▶ _Task requirements_
Make an exact copy of all the records.

▶ _Extracted material_
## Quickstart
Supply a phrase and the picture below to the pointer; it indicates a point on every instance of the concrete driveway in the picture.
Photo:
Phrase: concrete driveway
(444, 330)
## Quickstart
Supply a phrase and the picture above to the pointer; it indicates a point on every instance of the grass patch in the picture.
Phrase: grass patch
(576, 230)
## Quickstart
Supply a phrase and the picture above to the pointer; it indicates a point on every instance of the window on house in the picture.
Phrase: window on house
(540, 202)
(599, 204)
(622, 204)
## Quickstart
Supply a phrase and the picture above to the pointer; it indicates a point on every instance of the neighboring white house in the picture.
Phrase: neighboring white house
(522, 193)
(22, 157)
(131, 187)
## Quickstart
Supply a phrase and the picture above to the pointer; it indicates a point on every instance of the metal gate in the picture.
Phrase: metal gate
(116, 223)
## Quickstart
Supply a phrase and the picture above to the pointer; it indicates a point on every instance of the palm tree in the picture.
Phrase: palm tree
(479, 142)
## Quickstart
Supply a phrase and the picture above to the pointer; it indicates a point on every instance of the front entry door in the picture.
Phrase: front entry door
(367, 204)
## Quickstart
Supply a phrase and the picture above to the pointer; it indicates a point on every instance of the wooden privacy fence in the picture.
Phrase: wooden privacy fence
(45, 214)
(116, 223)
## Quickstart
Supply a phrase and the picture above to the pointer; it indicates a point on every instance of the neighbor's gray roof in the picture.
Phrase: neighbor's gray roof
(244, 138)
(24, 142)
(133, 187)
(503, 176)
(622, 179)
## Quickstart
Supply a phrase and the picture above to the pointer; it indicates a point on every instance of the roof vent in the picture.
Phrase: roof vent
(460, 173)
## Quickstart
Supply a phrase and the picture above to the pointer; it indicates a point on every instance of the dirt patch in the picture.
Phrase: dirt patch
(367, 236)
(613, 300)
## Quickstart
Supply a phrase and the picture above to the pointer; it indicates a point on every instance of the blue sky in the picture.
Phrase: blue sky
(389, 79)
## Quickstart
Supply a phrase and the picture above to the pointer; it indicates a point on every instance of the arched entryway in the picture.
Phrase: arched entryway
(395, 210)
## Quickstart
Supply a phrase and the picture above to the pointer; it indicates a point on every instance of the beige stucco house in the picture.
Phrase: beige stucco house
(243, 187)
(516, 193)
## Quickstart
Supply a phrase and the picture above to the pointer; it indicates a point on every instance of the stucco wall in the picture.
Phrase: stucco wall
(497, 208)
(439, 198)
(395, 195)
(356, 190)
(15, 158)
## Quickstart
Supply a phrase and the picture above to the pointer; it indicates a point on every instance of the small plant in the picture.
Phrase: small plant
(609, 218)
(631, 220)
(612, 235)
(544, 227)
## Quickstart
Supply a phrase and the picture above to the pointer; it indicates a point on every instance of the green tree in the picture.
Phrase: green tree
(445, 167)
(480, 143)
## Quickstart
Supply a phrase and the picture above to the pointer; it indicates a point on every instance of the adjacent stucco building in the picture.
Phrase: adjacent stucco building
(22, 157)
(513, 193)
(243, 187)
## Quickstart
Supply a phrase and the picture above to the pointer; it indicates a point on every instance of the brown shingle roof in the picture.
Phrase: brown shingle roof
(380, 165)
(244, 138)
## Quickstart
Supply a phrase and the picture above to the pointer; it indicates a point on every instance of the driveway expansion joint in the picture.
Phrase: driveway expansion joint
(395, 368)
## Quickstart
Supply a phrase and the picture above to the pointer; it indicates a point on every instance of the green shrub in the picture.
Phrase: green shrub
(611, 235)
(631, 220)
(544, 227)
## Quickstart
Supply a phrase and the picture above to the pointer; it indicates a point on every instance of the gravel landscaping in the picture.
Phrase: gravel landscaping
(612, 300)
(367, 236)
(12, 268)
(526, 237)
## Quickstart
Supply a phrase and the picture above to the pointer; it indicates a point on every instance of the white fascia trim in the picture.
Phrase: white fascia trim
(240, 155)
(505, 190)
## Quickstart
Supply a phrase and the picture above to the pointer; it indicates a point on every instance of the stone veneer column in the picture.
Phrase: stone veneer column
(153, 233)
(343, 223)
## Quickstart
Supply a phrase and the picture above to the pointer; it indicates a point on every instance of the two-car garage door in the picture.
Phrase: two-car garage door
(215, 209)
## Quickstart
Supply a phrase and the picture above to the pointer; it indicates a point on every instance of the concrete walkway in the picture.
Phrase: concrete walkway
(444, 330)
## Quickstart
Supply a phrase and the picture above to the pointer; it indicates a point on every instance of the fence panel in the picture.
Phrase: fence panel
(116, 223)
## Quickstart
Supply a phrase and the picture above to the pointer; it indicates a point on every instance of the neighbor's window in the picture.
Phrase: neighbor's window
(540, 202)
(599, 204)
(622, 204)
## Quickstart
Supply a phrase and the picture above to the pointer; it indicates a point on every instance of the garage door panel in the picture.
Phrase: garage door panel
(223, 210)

▶ _Reply to the exercise_
## Quickstart
Supply a phrase and the picture below to the pointer; it indicates a point on every instance of the concrete driveway in the picture.
Photo:
Phrase: concrete driveway
(444, 330)
## Quickstart
Supply a phrase and the picture above to the pointer; it indicates a point on every instance of the grass patch in the picture.
Phrase: grass patch
(576, 230)
## Quickstart
Supply a phrase and the picture above to the pointer; it indicates a point on every instance of the window on house in the picture.
Phrase: window on house
(540, 202)
(599, 204)
(622, 204)
## Quickstart
Supply a phrase and the picture above to the pointer; it indicates a point on every instance of the neighboring white house in the picture.
Phrase: neighboring white house
(522, 193)
(22, 157)
(131, 187)
## Quickstart
Supply a phrase and the picture above to the pointer; it indicates a point on every instance of the metal gate in the picture.
Phrase: metal gate
(116, 223)
## Quickstart
Supply a phrase and the picture above to the pointer; it indicates a point on every instance of the palm tree in the picture.
Phrase: palm tree
(479, 142)
## Quickstart
Supply a phrase and the picture above to the pointer; it indicates a point on every instance of the front entry door in the picture.
Phrase: front entry door
(367, 204)
## Quickstart
Supply a phrase and the picture above to the pointer; it indicates a point on every instance of the wooden privacy fence in the picture.
Phrase: wooden privacy fence
(45, 214)
(116, 223)
## Quickstart
Supply a phrase and the picture above to the pointer; it indicates a point on every instance of the neighbor's gray roof in the picture.
Phrase: neighbor's gray roof
(244, 138)
(24, 142)
(133, 187)
(503, 176)
(622, 179)
## Quickstart
Supply a phrase and the picture above to the pointer; it indicates a point on every instance of the roof vent in the picture.
Phrase: roof vent
(460, 173)
## Quickstart
Supply a phrase and the picture above to the pointer; it indicates a point on every instance of the dirt patch in the picture.
Phrase: dirt patch
(367, 236)
(613, 300)
## Quickstart
Supply a phrase and the picture above to the pointer; it indicates a point on every instance of the blue sky in the picture.
Phrase: blue sky
(389, 79)
## Quickstart
Supply a phrase and the picture above to the pointer; it indicates a point on every instance of the arched entryway in the picture.
Phrase: arched entryway
(395, 210)
## Quickstart
Supply a phrase and the picture above to the pointer; it indicates a point on every instance of the beige stucco house in the picture.
Phrase: beige stucco house
(243, 187)
(516, 193)
## Quickstart
Supply a phrase and the picture above to the pointer; it indicates a point on every instance of the stucco wall in the picture.
Phrase: stucco wall
(497, 208)
(439, 198)
(395, 195)
(356, 190)
(15, 158)
## Quickstart
Supply a phrase and the picture above to the pointer; it indicates a point on every instance of the small plant in the picture.
Phrase: small plant
(609, 218)
(631, 220)
(612, 235)
(544, 227)
## Quickstart
Supply a phrase and the picture above to the pointer; it indicates a point on every instance of the green tree in the picture.
Phrase: green tree
(445, 167)
(480, 143)
## Quickstart
Supply a phrase and the picture above to the pointer; it indicates a point on every instance of the adjacent stucco building in the picture.
Phrase: adjacent stucco building
(22, 157)
(513, 193)
(243, 187)
## Quickstart
Supply a phrase and the picture above to the pointer; it indicates a point on every instance of the brown shingle roof in the picture.
Phrase: brown shingle roof
(380, 165)
(244, 138)
## Quickstart
Supply a phrase and the picture above to the pointer; it indicates a point on every instance of the driveway expansion joint in the picture.
Phrase: driveway expansion joint
(395, 368)
## Quickstart
Supply a phrase and the picture above to the pointer; it indicates a point on every instance of the green shrub in the picture.
Phrase: green shrub
(611, 235)
(631, 220)
(544, 227)
## Quickstart
Supply a phrase and the picture above to the pointer; it indicates a point on every instance of the gravel landscaping in the picture.
Phrase: gravel landscaping
(612, 300)
(367, 236)
(12, 268)
(526, 237)
## Quickstart
Supply a phrase and the picture above to the pointer; it indicates a point on every instance of the white fascia trim in the picture.
Phrase: white fascia trim
(240, 155)
(505, 190)
## Quickstart
Supply a phrase and the picture above to the pointer; it indicates a point on every instance of the stone veneer column in the picture.
Phrase: stone veneer column
(153, 233)
(343, 223)
## Quickstart
Supply a phrase and the picture above to the pointer; it indicates a point on every instance of the two-car garage door in the picture.
Phrase: two-car garage door
(215, 209)
## Quickstart
Supply a phrase and the picture above to the pointer; it indicates a point on every instance of the concrete walkway in the picture.
Phrase: concrete walkway
(444, 330)
## Quickstart
Supply a phrase and the picture above to the pointer; it indicates a point on every instance of the fence panel in the picture.
Phrase: fence panel
(116, 223)
## Quickstart
Supply a phrase and the picture above to the pointer; it indicates a point on every instance of the neighbor's window in the picture.
Phrase: neighbor's window
(540, 202)
(599, 204)
(622, 204)
## Quickstart
Supply a phrase and the picture above to the pointer; it indicates a point on every instance of the garage door panel in the picture.
Phrase: garage door panel
(223, 210)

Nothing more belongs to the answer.